◆ KUTIPAN DOKUMEN
━━━━━━━━━━

Layanan Kesehatan Khilafah Berkualitas Unggul

Share

dr. Putri Firdayanti (Anggota HELP-S)

Kesehatan berpengaruh besar terhadap peran, fungsi dan produktifitas manusia. Karenanya, Islam menetapkan paradigma pemenuhan kesehatan ini sebagai sebuah Jaminan yang disediakan oleh Negara. Rasulullah saw. bersabda, “Imam (Khalifah) yang menjadi pemimpin manusia laksana penggembala. Hanya dialah yang bertanggungj awab terhadap (urusan) rakyatnya.” (HR al-Bukhari).

Dalam Islam, kesehatan dipandang sebagai kebutuhan pokok publik, baik Muslim maupun non-Muslim. Islam telah meletakkan dinding pemisah antara kesehatan dan kapitalisasi serta eksploitasi kesehatan. Negara akan menyediakan layanan kesehatan, sarana dan pra sarana pendukung dengan visi melayani kebutuhan rakyat secara menyeluruh tanpa diskriminasi. Kaya-miskin, penduduk kota dan desa, semuanya mendapat layanan dengan kualitas yang sama. Negara berfungsi sebagai pelayan masyarakat, dan tidak menjual layanan kesehatan kepada rakyatnya. Negara tidak boleh mengkomersilkan hak publik, sekalipun ia orang yang mampu membayar.

━━━━━━━━━━

◆ DAFTAR ITEM
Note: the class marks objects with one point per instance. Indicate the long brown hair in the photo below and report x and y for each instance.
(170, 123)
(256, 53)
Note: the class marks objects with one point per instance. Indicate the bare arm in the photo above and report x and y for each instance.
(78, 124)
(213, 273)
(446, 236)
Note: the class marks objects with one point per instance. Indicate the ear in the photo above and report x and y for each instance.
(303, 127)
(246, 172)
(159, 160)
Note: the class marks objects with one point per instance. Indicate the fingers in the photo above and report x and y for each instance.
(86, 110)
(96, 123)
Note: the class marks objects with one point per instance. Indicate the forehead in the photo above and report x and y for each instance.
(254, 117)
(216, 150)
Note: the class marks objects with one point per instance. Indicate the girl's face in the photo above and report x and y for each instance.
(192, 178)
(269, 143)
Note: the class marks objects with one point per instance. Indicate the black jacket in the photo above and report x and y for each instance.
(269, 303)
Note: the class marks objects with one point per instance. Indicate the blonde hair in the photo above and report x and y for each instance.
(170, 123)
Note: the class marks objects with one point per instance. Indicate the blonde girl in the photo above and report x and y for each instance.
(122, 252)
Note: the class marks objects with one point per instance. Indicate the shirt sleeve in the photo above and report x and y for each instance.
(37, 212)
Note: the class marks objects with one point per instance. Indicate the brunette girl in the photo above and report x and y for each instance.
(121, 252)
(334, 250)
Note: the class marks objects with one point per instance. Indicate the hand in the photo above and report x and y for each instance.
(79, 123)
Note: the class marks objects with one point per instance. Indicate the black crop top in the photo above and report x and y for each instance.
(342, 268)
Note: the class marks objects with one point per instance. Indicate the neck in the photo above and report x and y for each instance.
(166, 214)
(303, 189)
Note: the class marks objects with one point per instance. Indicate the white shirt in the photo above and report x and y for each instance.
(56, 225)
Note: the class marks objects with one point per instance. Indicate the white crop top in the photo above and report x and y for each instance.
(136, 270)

━━━━━━━━━━

◆ TUGAS KERJA A
Tuliskan ulang dengan persis bagian kutipan dokumen tentang layanan kesehatan mulai dari "Dalam Islam, kesehatan" sampai dengan "yang mampu membayar.".
◆ TUGAS KERJA B
Menurut kutipan dokumen tentang layanan kesehatan, negara berfungsi sebagai apa?

◆ RUANG JAWABAN A
Dalam Islam, kesehatan dipandang sebagai kebutuhan pokok publik, baik Muslim maupun non-Muslim. Islam telah meletakkan dinding pemisah antara kesehatan dan kapitalisasi serta eksploitasi kesehatan. Negara akan menyediakan layanan kesehatan, sarana dan pra sarana pendukung dengan visi melayani kebutuhan rakyat secara menyeluruh tanpa diskriminasi. Kaya-miskin, penduduk kota dan desa, semuanya mendapat layanan dengan kualitas yang sama. Negara berfungsi sebagai pelayan masyarakat, dan tidak menjual layanan kesehatan kepada rakyatnya. Negara tidak boleh mengkomersilkan hak publik, sekalipun ia orang yang mampu membayar.

◆ RUANG JAWABAN B
Negara berfungsi sebagai pelayan masyarakat.